A polyhedron is regular if all of its faces are regular polygons, all of its edges are the same length, and the same number of faces meet at each vertex.
In two dimensions, we know there are infinitely many polygons. But Greek mathematicians famously proved that there are only five regular polyhedra. Their proof goes like this:
If you want the polygons to “close up”, then they had better meet at an angle which is less than 360º. If they meet at exactly 360º, then they tile the plane, so the shape never closes. And if they meet at more, then they actually get further away from each other; that’s even worse!
You have to have at least three polygons meet at each vertex, otherwise the shape collapses to be two-dimensional.
Now do some arithmetic:
Triangles have angle 60º, and to get $60n<360$ you can put at most 5 of those at each vertex.
Squares have angle 90º, and to get $90n<360$ you can put at most 3 at each vertex.
Pentagons have angle 108º, and to get $108n<360$ you can put at most 3 at each vertex.
Hexagons have angle 120º, so you can’t even put 3 at each vertex.
As you add more sides, the angle always increases, so you can’t use anything with more sides than a pentagon.
This gives you five possible options for how vertices look: either 3, 4, or 5 triangles, or 3 squares, or 3 pentagons.
==============================
WRITTEN EXERCISE A:
In the text on regular polyhedra, what is the most triangles that can meet at a single vertex?
WRITTEN EXERCISE B:
Pick up the text on regular polyhedra after its last sentence and write a few more sentences.

PROVIDED MATERIAL:
==============================
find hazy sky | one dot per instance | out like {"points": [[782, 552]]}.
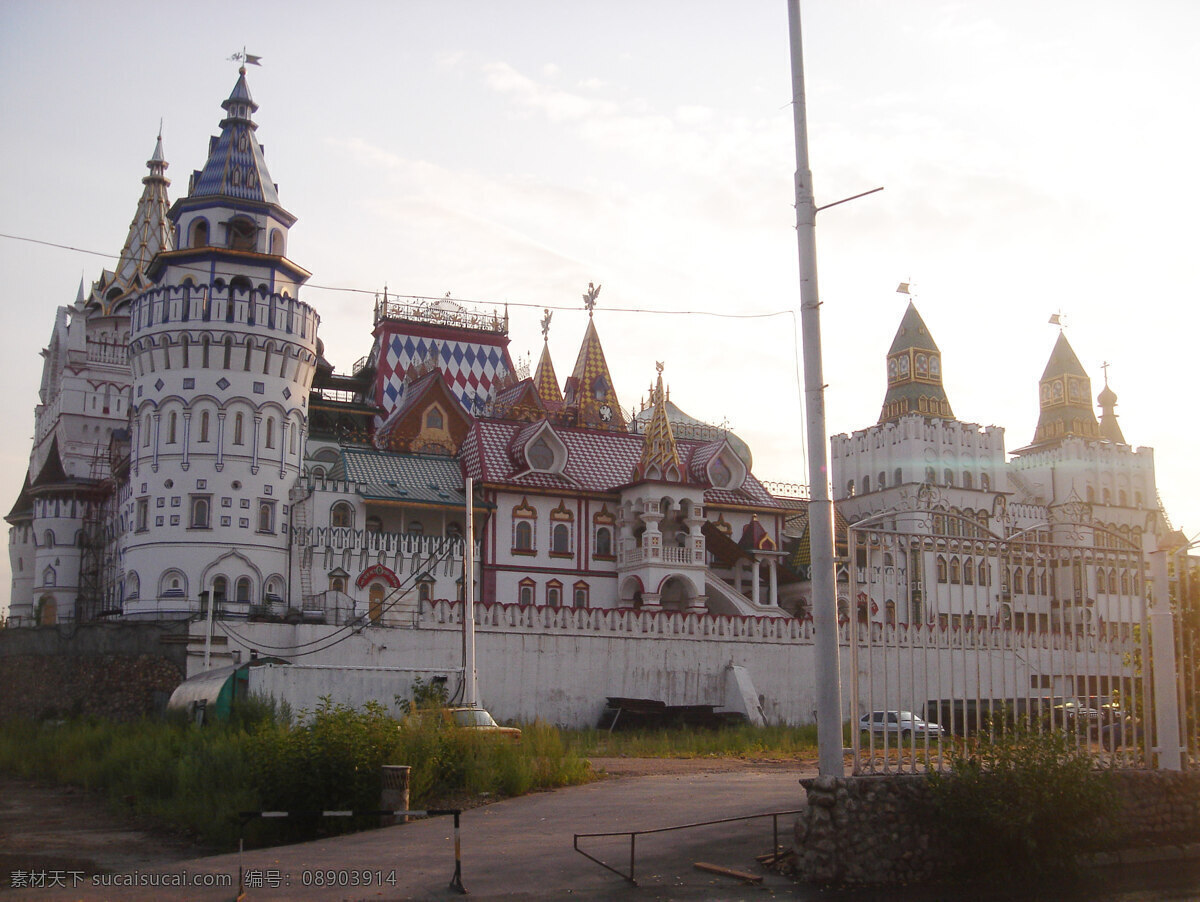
==============================
EXERCISE ANSWER A:
Five triangles.

EXERCISE ANSWER B:
Finally, check that all of these are actually possible.
(source)
The proof in higher dimensions is more technical, but the argument has the same spirit. In 4D, we get analogues of all five polyhedra, plus the 24-cell, which, as I suggested above, is a rather weird shape that doesn’t translate well to our 3D intuition.
(source; the 24-cell is the yellow one)
You would think that as dimensions increase far beyond our ordinary experience, these sorts of unintuitive creatures would start popping up all over the place. But amazingly, the equations in dimension 5 and above suddenly become extremely restrictive. In the end, the only things that survive in high dimension are the analogues of the cube, the tetrahedron, and the octahedron.
These geometric restrictions that ultimately descend all the way down to the level of Dynkin diagrams. Therefore, the reason that the exceptional FGH patterns only exist for small rank is because the exceptional polytopes only exist in small dimension.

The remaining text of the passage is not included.